• **Task requirements**: Verbatim reproduction of the entries is required; images must be omitted.

[Point-per-instance localization data]

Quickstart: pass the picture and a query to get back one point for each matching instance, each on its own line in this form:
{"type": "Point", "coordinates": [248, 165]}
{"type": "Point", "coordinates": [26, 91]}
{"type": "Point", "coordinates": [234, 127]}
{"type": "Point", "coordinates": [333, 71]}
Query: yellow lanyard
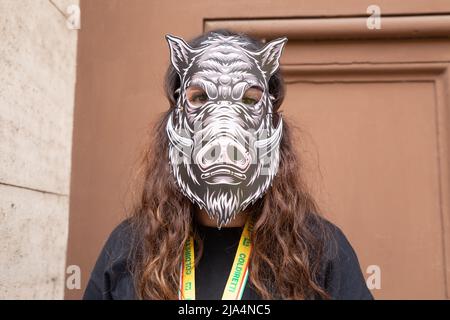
{"type": "Point", "coordinates": [237, 279]}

• **Task output**:
Quickstart: pass the picture and a query to get back one point for each matching instance, each on its own line in this form:
{"type": "Point", "coordinates": [248, 165]}
{"type": "Point", "coordinates": [26, 91]}
{"type": "Point", "coordinates": [234, 127]}
{"type": "Point", "coordinates": [333, 71]}
Query: yellow lanyard
{"type": "Point", "coordinates": [237, 279]}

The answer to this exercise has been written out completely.